Reproduce verbatim the section of the Johnny Cash passage below that runs from "Anyway, I think" up to and including "grace and all.".

### Passage given
# # # # #
Anyway, I think Cash did a great job of covering the essentials when he was asked to describe his tastes in music:
“I love songs about horses, railroads, land, judgment day, family, hard times, whiskey, courtship, marriage, adultery, separation, murder, war, prison, rambling, damnation, home, salvation, death, pride, humor, piety, rebellion, patriotism, larceny, determination, tragedy, rowdiness, heartbreak and love. And mother. And God.”
That has to be one of the Top 10 music quotes of all time. That says it all. That’s Johnny Cash, right there — saint, sinner, whiskey, anger, grace and all.
Anyway, the venerable BBC took a shot, the other day, at a truly newsworthy subject — trying to describe the legacy of Cash and his art in terms of his impact on the movement to reform U.S. prisons. The goal was to get past the legendary concerts at Folsom Prison and San Quentin and look for the roots of Cash’s activism. Here’s one of the summary passages:
Fitting the gigs in around his relentless touring schedule, the “Man in Black” performed for inmates all over the US, always unpaid, and in the process, became a passionate and vocal spokesman for prisoners’ rights. …
The roots of Cash’s empathy lie as far back as 1953, when as a 21-year-old radio operator in the US Air Force, he saw the film Inside the Walls of Folsom Prison and was inspired to write a song. Folsom Prison Blues, released two years later, after Cash had signed to Sun Records, turned the young singer into a star.
The song, and in particular the now-notorious line “I shot a man in Reno, just to watch him die,” was sung with such raw menace that many assumed Cash knew what he was talking about. …
This is one of the ironies of Cash’s prison reform crusade. The very thing that made convicts connect with him, and US senators hang on his every word — the air of authenticity that stemmed from the belief he had served hard time himself — was in reality a misconception.
# # # # #
### Material shown
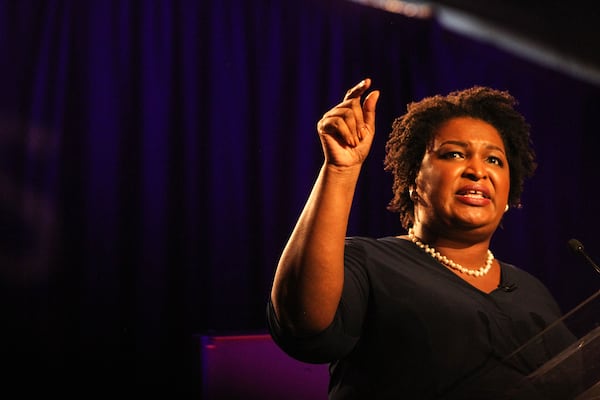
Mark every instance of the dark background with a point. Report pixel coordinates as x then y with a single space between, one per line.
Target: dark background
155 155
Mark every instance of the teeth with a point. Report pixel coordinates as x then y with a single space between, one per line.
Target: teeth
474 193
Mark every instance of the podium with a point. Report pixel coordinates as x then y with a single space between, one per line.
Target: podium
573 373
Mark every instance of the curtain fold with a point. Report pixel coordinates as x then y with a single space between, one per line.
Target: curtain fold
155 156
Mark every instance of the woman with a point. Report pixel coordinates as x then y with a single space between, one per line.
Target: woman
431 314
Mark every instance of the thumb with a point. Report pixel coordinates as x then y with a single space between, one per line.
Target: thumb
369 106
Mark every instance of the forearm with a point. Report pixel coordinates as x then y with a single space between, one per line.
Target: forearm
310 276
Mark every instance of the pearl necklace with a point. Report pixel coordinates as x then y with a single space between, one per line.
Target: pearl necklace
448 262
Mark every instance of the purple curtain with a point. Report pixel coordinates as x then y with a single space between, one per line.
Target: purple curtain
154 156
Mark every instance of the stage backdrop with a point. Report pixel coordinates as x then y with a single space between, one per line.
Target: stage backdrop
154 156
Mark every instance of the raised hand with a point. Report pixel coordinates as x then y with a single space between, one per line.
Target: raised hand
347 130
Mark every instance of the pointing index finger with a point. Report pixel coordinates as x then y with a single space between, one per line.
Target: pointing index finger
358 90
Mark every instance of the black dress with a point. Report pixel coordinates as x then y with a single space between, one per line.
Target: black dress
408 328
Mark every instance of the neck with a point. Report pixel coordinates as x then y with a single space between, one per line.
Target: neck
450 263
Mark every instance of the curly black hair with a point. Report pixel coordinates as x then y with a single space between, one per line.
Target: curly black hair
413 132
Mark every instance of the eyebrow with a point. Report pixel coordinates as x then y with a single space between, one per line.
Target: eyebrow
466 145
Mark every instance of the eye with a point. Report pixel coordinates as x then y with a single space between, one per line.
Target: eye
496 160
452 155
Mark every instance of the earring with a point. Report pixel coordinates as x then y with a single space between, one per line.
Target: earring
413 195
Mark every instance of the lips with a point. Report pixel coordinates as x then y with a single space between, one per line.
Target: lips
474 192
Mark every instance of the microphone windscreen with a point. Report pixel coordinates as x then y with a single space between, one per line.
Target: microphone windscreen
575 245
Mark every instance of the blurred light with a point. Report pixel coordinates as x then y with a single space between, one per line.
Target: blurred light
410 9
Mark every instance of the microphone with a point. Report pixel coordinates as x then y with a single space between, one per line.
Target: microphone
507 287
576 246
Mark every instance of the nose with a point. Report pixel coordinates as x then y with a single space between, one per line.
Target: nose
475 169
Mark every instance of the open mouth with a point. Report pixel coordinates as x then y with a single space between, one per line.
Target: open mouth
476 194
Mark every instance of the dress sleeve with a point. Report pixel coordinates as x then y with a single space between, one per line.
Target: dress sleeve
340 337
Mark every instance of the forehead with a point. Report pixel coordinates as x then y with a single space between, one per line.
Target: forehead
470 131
# # # # #
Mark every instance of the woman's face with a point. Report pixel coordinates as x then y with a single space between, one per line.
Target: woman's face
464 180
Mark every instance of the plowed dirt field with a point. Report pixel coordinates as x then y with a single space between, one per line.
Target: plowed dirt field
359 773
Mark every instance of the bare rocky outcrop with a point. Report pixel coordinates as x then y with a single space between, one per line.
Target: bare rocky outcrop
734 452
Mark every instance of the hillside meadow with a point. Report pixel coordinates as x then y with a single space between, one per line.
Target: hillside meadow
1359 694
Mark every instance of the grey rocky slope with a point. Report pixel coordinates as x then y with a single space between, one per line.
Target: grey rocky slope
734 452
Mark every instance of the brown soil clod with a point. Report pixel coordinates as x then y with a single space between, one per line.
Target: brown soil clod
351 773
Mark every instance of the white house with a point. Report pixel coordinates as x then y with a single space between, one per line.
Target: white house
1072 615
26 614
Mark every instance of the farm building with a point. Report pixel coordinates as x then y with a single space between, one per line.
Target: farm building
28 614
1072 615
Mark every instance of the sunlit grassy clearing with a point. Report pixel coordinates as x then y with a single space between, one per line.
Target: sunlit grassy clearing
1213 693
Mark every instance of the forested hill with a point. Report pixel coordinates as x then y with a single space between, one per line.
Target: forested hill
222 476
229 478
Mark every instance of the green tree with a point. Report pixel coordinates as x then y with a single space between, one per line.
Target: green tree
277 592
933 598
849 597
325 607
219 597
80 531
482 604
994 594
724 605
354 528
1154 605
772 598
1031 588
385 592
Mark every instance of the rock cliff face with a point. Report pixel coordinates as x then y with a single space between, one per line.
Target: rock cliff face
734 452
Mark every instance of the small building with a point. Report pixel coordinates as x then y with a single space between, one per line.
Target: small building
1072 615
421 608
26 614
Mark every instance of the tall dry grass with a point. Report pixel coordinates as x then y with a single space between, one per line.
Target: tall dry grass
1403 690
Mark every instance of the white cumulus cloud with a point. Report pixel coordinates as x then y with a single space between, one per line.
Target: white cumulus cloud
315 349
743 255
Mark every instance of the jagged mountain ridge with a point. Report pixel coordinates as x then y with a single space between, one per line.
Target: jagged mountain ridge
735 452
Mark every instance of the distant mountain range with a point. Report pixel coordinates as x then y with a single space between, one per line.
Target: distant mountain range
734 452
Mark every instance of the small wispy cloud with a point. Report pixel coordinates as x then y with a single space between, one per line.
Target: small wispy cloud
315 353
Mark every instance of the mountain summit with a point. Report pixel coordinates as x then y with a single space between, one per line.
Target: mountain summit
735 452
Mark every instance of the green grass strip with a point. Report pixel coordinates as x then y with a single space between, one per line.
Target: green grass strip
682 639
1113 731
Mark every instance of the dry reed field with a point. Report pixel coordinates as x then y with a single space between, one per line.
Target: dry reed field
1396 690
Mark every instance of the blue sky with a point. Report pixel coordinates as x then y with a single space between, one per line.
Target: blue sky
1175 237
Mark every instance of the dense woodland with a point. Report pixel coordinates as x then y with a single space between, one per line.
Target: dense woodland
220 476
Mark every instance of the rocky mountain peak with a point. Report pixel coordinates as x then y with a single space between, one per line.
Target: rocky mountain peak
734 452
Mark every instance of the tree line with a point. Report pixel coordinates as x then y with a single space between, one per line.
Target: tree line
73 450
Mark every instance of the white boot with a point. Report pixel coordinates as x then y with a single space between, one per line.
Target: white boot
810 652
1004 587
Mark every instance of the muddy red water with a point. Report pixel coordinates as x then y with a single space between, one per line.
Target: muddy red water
# # # # #
### Result of this task
Anyway, I think Cash did a great job of covering the essentials when he was asked to describe his tastes in music:
“I love songs about horses, railroads, land, judgment day, family, hard times, whiskey, courtship, marriage, adultery, separation, murder, war, prison, rambling, damnation, home, salvation, death, pride, humor, piety, rebellion, patriotism, larceny, determination, tragedy, rowdiness, heartbreak and love. And mother. And God.”
That has to be one of the Top 10 music quotes of all time. That says it all. That’s Johnny Cash, right there — saint, sinner, whiskey, anger, grace and all.